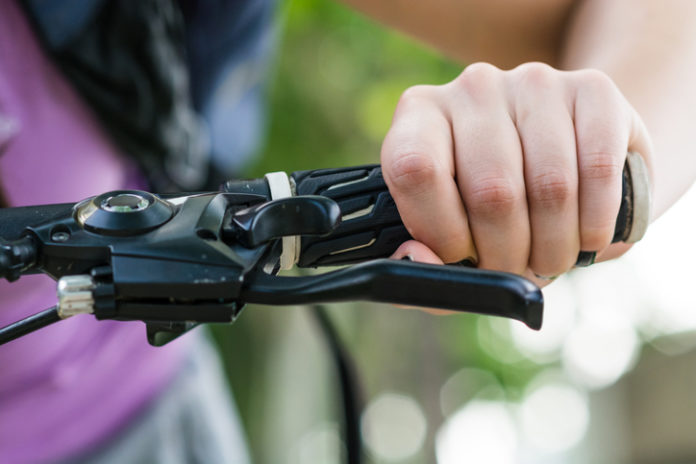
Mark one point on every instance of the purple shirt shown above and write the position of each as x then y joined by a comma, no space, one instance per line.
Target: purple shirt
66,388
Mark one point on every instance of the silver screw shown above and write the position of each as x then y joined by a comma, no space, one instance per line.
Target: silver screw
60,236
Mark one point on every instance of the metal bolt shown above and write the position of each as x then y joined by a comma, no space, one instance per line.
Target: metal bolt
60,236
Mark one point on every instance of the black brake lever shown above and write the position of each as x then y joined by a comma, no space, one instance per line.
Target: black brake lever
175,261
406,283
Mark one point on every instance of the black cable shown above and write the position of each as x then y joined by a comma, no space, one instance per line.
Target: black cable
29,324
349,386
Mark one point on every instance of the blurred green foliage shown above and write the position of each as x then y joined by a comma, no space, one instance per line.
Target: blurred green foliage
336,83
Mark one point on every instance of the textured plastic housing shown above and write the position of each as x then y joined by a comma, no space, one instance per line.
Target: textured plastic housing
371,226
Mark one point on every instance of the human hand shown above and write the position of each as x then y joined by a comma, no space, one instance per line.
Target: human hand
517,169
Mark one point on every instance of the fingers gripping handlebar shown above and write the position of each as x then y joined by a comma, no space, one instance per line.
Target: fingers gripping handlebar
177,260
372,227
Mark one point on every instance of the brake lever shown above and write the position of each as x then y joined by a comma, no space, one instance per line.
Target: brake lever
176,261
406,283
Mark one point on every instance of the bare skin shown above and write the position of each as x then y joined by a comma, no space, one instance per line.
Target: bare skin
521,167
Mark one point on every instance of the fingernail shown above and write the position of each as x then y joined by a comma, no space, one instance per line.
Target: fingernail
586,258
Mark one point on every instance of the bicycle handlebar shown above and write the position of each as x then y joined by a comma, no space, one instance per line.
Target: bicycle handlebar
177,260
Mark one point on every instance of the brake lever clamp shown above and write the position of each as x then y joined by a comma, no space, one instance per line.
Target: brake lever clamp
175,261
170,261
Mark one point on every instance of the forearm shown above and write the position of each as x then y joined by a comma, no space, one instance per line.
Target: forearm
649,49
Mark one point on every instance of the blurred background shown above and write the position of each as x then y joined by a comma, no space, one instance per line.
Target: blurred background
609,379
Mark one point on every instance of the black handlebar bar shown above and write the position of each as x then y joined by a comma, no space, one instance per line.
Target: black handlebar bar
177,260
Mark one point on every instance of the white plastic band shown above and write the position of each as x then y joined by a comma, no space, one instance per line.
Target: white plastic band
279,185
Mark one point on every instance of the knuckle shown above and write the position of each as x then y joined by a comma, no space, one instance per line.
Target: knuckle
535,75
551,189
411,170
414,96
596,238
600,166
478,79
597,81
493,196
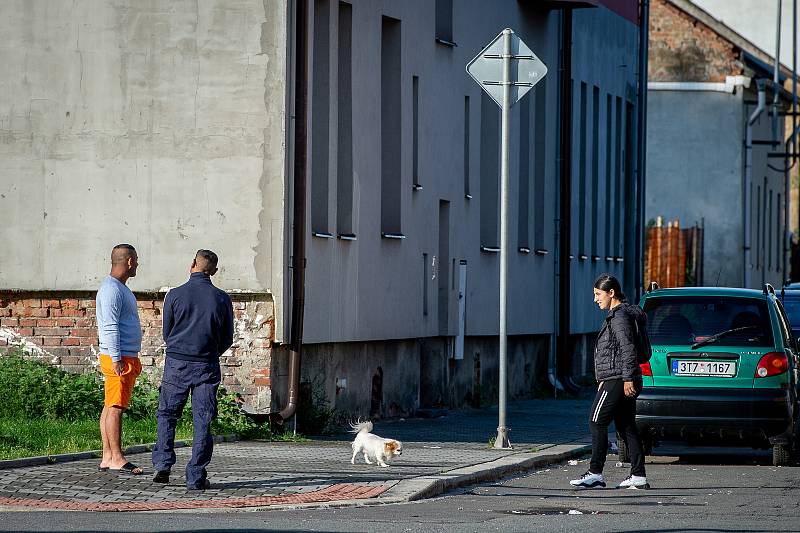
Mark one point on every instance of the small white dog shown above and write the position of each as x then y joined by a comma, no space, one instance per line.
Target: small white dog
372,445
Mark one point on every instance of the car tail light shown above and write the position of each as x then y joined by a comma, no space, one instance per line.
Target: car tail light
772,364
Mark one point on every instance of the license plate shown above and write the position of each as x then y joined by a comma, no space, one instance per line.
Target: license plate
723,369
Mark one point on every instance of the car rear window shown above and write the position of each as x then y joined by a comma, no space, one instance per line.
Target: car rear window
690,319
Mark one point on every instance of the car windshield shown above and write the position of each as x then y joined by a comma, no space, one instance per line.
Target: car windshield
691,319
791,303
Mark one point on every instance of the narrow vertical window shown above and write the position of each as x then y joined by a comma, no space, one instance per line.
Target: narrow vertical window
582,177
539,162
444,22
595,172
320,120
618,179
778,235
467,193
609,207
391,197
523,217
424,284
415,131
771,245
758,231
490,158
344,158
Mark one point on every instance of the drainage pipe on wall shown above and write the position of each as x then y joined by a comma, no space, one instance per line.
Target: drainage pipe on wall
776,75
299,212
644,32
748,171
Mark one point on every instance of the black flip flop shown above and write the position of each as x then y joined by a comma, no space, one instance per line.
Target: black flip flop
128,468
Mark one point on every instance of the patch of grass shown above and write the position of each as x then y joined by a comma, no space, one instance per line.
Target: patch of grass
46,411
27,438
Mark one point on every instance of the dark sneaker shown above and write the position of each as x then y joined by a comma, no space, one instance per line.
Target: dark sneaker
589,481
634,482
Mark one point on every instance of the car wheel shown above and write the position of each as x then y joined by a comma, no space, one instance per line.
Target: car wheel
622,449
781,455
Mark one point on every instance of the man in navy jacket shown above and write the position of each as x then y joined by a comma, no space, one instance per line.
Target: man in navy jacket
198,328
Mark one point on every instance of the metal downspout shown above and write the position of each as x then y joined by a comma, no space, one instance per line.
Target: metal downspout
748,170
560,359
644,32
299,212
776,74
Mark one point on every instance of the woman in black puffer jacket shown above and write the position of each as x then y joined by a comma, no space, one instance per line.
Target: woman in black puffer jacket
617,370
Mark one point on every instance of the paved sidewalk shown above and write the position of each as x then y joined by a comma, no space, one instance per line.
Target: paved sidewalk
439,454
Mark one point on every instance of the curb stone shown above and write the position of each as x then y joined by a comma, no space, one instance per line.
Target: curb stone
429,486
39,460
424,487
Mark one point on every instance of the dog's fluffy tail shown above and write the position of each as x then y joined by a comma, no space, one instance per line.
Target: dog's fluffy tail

- [GOAL]
Reproduce word for word the part of the material that opens with the line containing "Mark one point on every instance of the curb" and runs through the end of the material.

- [EXERCISE RESULT]
Mark one point on every instance of the curb stone shown above and write the position of each as x then y joined by a comma, no space, one instance per line.
Target: curb stone
429,486
39,460
424,487
Mark one point on every instance of the dog's fluffy tail shown above and write the position of each as x then y joined by a comma, no space, one instance per line.
Target: dog's fluffy tail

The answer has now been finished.